--- begin INFORMATION PROVIDED ---
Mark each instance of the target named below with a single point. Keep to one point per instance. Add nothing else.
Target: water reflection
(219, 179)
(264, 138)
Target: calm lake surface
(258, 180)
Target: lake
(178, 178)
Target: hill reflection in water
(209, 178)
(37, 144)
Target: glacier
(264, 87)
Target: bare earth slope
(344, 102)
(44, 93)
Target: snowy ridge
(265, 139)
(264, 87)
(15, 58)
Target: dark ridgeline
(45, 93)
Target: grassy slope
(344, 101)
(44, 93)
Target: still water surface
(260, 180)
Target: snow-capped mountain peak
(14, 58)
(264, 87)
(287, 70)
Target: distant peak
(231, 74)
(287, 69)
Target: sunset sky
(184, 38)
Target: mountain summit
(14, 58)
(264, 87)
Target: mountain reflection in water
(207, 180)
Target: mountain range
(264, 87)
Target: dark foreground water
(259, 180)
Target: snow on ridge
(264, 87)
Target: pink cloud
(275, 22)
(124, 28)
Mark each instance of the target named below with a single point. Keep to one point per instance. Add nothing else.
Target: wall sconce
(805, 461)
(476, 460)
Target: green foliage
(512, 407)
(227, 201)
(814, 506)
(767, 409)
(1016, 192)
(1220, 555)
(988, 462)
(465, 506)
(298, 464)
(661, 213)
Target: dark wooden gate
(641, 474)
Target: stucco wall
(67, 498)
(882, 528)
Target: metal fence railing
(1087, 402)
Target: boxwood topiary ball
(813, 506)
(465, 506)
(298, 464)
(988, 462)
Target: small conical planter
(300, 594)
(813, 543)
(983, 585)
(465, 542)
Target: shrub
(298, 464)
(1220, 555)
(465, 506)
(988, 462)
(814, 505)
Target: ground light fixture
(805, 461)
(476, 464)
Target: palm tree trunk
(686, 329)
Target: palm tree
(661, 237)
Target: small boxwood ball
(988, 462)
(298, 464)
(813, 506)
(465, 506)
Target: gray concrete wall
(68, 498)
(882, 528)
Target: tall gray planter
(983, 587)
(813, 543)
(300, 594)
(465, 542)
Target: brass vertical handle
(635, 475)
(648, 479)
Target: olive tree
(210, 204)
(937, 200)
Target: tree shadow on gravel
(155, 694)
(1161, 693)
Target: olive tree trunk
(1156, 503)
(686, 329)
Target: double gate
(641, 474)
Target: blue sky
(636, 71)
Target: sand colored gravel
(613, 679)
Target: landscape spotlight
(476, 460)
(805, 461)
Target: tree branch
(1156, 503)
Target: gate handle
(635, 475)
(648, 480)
--- end INFORMATION PROVIDED ---
■ **PROBLEM DETAILS**
Rescale the records above, starting at the line that contains "Target: snow on ridge" and stopping after the line that contains "(1161, 693)". Multiply every point coordinate by 2.05 and round it to the nearest whole number, with halves rounded up. Reproduce all other lines in that span, including the requests, without change.

■ **IN RESPONSE**
Target: snow on ridge
(541, 178)
Target: pink cloud
(564, 45)
(254, 57)
Mark each instance of the target named below with a single point. Keep to one point per instance. Add nothing else.
Target: wall sconce
(1650, 945)
(976, 943)
Target: green foliage
(1050, 834)
(465, 412)
(1669, 1037)
(1572, 838)
(2083, 394)
(2501, 1138)
(2025, 947)
(953, 1037)
(611, 951)
(1355, 437)
Target: dark wooden gate
(1314, 972)
Target: stucco wall
(137, 1021)
(1808, 1082)
Target: metal fence railing
(2228, 824)
Target: boxwood topiary ball
(1667, 1037)
(953, 1037)
(611, 951)
(2025, 947)
Target: small conical planter
(615, 1218)
(1667, 1113)
(2015, 1199)
(953, 1111)
Target: shrub
(611, 951)
(2501, 1138)
(953, 1037)
(2025, 947)
(1669, 1035)
Target: ground light fixture
(1650, 945)
(976, 951)
Target: palm tree trunk
(1406, 674)
Target: palm tree
(1355, 486)
Target: small boxwood ball
(2025, 947)
(611, 951)
(1667, 1037)
(953, 1037)
Target: gray concrete wall
(139, 1021)
(1808, 1082)
Target: tall gray planter
(2015, 1203)
(1667, 1113)
(615, 1218)
(953, 1111)
Target: brass vertical handle
(1302, 974)
(1328, 982)
Target: olive tree
(431, 418)
(1921, 410)
Target: tree shadow on gravel
(318, 1423)
(2380, 1421)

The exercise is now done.